■ **TEXT EXCERPT**
__________

# another HUGE rescue!!!!!!



## veganchick (Jan 10, 2009)

Well my LPS is closing down due to many "anonymous (ok, well calls by me and a couple humane society and *P.A.P.P.S. friends)" calls to local authorities regarding poor care of their animals (they kept a monky in a small hanging cage, bettas in cups half as small as petsmart keep theirs in, most of their other fish were dead, the gerbils were always lethargic, the puppies generally had broken tails and kennel cough, I could go on and on about how terrible this place is.... but I wont). The local humane society is taking in all dogs, cats, rabbits, monkey, and lizards. The rest (gerbils, guinea pigs, hamsters, birds, goldfish, betta fish, plecos, parrot fish, and snakes) are under *P.A.P.P.S. (People against purchasing from petstores)care. With a couple calls, the head of PAPPS was able to rent out a local warehouse type thing where the animals can stay. A guinea pig, a lavender corn snake, and a boa constrictor were assigned to me (they stay at the warehouse, they are just my responsibility to care for). I volunteered to take the bettas (there are about 50 of them) home because the warehouse hardly gets up to 60 degrees. The lights and heaters that they have need to go to the more delicate creatures, so only the strongest bettas would have made it out. The tiny female bettas are in mini kritter 
totes and the tank shown below because I don't have the funds or room for anything better. The males have small critter keepers, 2.5g bowls, and 1g tupperware tubs. I'll keep you updated! Oh, and the other picture is taz, the completle finless male in his cup before being transfered to the tub.


----------



## Noko (Jan 10, 2010)

Thank god someone cares about those bettas to take care of them! They are better off with you than the petshop. I don't get how people can keep any animal in that bad of conditions. It's so sad how animals can be treated.


----------



## wallywestisthebest333 (Nov 30, 2009)

OH MY GOSH THAT'S TERRIBLE!!!!!!!!!!!!!!!!!!
TT^TT
How could somone just watch a creature suffer like that?!?!?!?
You're A WONDERFUL person for taking it upon yourself to care for some of those animals in their time of need!
I'll be praying for them and I hope you find people to adopt them soon!


----------



## Kitch3ntools (Jan 17, 2010)

__________

(Dataset records)
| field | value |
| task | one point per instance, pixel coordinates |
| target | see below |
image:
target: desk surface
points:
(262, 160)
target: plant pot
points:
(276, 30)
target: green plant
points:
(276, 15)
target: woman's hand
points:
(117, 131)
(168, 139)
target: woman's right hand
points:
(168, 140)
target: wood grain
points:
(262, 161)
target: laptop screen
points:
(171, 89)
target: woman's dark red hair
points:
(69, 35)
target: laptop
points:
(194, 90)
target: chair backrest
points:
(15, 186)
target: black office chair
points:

__________

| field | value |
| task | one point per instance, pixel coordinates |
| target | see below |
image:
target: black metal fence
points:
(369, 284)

__________

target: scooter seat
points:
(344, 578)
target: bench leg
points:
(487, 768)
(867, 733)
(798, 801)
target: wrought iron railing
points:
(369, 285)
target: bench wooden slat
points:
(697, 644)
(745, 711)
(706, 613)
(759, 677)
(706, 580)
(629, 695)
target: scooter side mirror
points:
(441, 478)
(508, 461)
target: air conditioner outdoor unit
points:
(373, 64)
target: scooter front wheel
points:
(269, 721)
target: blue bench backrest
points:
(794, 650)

__________

■ **WHAT TO WORK ON**
**1.** Would you output, word for word, the part of the betta rescue thread starting with "## wallywestisthebest333 (Nov" and going on through "adopt them soon!"?
**2.** Can you go on with the betta rescue thread from the point where it stops?

■ **ANSWERS TO THE TASKS**
**1.**
## wallywestisthebest333 (Nov 30, 2009)

OH MY GOSH THAT'S TERRIBLE!!!!!!!!!!!!!!!!!!
TT^TT
How could somone just watch a creature suffer like that?!?!?!?
You're A WONDERFUL person for taking it upon yourself to care for some of those animals in their time of need!
I'll be praying for them and I hope you find people to adopt them soon!

**2.**
thats awesome that all the pets are now getting the care they need. it really is sad that this had to happen. it gived the pet stores that actually care for their animals and keeps them in good condition a bad name.


----------



## FuulieQ (Jan 10, 2010)

Those poor creatures!!! :C

I wish I was nearby you, I'd love to help out...


----------



## RedBetta (Feb 11, 2010)

Wow thats sad im sorry to hear about that. I actually work at petsmart, but thank god my manager is a total pet lover, even for the bettas though we do keep them in those cups if one looks like somthing could even be slightly wrong we bring it into the sick room and it gets its own 5gallon until we think its better and it goes up for adoption at that point if an employee hasnt already taken it.

When we sell our fish we give care guides and go over things over and over again with people to ensure the fish will be in a good home, even if they have had bettas before we drill them. We suggest nothing less than a 1gallon and we are allowed to refuse sales to people we dont see fit right and have many times before. I know not all petsmarts are as 'anal' as we are about things but im glad we are. If you were around california i'd be more than happy to help you with your fishies, your doin a great thing. <3


----------



## veganchick (Jan 10, 2009)

Thank you so much everyone! These poor little guys... I'm afraid that some of them just won't make it, but I'll try! They will all be posted on craigslist in a couple days (or weeks depending on how long it takes for them to recover) The boa I was assighned is amazing.... But he is so big (the size doesn't scare me, its just that what I have to feed something that size scares me!) The lavender corn snake will need some socialization, but I am sure he will go soon! The guinea pig is just adorable, but he has slight wet tail, so he will take a bit. I have a few female bettas less than half an inch in size, and they are just adorable!!! Hopefully I will be able to part with all of them!!!!


----------



## veganchick (Jan 10, 2009)

RedBetta said:


> Wow thats sad im sorry to hear about that. I actually work at petsmart, but thank god my manager is a total pet lover, even for the bettas though we do keep them in those cups if one looks like somthing could even be slightly wrong we bring it into the sick room and it gets its own 5gallon until we think its better and it goes up for adoption at that point if an employee hasnt already taken it.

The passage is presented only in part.